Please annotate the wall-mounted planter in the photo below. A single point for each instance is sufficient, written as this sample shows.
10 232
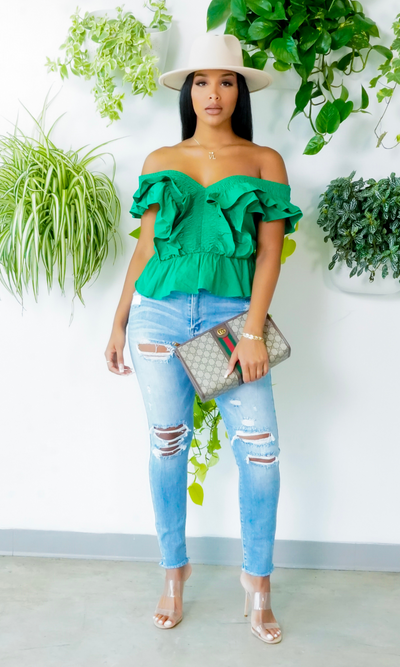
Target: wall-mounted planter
361 284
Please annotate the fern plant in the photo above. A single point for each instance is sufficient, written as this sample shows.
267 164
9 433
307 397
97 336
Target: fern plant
363 222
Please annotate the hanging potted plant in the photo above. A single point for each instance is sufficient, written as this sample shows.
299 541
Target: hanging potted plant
53 209
363 224
117 46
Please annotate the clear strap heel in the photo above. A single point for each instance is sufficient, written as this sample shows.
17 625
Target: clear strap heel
259 600
172 589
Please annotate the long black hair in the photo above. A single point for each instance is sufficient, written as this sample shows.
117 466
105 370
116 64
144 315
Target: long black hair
241 119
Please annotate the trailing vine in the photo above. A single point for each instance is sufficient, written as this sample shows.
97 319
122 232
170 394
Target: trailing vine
302 35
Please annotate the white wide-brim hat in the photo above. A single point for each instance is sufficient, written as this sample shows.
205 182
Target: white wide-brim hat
210 51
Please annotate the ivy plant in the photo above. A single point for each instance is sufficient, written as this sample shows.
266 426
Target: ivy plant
391 70
300 34
124 45
52 207
363 222
206 417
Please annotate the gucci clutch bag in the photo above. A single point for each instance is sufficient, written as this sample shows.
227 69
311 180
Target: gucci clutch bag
205 357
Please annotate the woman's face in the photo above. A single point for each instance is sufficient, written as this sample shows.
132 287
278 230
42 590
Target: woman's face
214 95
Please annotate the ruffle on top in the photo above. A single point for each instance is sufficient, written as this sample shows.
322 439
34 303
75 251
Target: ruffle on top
255 195
159 188
206 237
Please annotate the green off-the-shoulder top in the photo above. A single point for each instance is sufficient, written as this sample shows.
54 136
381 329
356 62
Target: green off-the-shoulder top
206 237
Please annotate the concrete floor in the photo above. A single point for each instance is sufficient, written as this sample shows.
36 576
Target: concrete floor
92 613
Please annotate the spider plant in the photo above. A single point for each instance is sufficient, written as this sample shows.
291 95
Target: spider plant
52 208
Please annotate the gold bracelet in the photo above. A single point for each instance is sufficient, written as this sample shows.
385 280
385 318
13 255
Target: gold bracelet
252 336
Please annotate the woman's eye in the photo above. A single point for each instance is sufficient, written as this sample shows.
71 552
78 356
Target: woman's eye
200 82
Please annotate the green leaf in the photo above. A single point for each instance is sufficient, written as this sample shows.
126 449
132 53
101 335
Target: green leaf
314 145
384 51
307 60
135 233
281 67
260 29
308 37
341 37
285 50
303 95
323 43
259 59
328 119
238 9
217 12
260 7
201 472
344 62
196 493
213 460
246 58
345 93
237 28
296 21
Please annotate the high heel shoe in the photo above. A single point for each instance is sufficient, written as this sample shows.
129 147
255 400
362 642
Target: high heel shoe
172 589
259 600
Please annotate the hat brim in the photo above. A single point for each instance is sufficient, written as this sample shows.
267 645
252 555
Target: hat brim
256 79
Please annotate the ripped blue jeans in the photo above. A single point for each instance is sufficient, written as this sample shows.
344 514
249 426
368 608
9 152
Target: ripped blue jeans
247 411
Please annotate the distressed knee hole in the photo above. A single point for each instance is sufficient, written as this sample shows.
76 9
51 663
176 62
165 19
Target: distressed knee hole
264 460
259 438
155 350
171 439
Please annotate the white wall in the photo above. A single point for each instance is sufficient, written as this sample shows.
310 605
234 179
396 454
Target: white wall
74 444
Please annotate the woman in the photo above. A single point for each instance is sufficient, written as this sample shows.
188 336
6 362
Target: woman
204 255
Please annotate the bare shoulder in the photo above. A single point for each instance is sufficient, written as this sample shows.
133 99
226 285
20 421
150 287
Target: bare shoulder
272 165
157 160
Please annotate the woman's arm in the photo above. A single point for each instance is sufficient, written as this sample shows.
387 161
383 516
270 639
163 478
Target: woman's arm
252 354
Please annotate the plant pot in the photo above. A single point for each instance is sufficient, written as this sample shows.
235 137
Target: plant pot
361 284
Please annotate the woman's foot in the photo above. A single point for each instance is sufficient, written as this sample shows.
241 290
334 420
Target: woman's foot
260 616
169 609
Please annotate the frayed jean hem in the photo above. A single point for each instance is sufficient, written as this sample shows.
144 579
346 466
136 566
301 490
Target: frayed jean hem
257 574
168 567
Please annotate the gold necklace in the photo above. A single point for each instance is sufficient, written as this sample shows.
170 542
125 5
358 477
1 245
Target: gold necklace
211 154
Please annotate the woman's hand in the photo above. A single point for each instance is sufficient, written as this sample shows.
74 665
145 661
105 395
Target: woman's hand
253 358
114 352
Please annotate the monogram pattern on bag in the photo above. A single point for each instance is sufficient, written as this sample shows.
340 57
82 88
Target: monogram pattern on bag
208 365
278 349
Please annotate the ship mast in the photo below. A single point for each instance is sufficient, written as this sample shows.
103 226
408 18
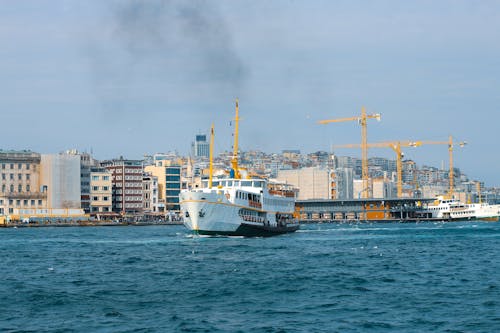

■ ■ ■ ■ ■

ASSIGNED TASK. Your task is to copy each line of the material that contains the word "below".

YOUR SOLUTION.
Please annotate the wall-mounted planter in the photo below. A single point for each instance is sufficient, written as this sample shows.
Please annotate the ship mast in the photo below. A single point for each instance is sufficient, written as this sample shows.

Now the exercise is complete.